About this task:
Which lines run from the one containing "Target: yellow tie" through the end of the entries? Restate them word for word, and only those.

++++++++++++++++++++

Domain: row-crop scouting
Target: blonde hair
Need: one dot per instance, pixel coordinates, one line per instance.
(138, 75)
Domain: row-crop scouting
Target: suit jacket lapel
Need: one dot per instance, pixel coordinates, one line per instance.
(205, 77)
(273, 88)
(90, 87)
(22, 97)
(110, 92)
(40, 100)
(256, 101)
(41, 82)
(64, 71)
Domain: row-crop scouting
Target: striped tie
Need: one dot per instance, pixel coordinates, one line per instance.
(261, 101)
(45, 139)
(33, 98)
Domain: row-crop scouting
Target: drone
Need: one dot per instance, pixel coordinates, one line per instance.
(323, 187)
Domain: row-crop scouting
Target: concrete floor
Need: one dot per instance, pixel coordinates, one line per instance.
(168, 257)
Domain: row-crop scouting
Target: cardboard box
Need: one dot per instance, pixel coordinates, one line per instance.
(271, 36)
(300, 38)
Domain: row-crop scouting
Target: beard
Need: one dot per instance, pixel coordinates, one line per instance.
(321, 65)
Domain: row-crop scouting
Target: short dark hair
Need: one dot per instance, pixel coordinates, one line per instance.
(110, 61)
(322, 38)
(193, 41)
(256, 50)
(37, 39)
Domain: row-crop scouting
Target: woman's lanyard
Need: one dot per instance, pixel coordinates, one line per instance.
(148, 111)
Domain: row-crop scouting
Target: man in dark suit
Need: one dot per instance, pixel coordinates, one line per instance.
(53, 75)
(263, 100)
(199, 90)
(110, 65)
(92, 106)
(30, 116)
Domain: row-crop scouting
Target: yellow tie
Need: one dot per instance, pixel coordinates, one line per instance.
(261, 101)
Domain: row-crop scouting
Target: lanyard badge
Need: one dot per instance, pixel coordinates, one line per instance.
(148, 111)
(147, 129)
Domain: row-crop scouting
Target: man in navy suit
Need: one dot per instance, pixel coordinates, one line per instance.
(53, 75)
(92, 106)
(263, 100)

++++++++++++++++++++

Answer space:
Target: yellow tie
Need: one dot per instance, pixel coordinates, one line per instance.
(261, 101)
Domain: row-crop scouting
Target: lanyard badge
Need: one dot per instance, pixel coordinates, one line per instance.
(148, 111)
(147, 129)
Domain: row-crop scouting
Target: man in navy suit
Need: one dot per instance, pixel coordinates, one line per instance.
(53, 75)
(92, 106)
(263, 100)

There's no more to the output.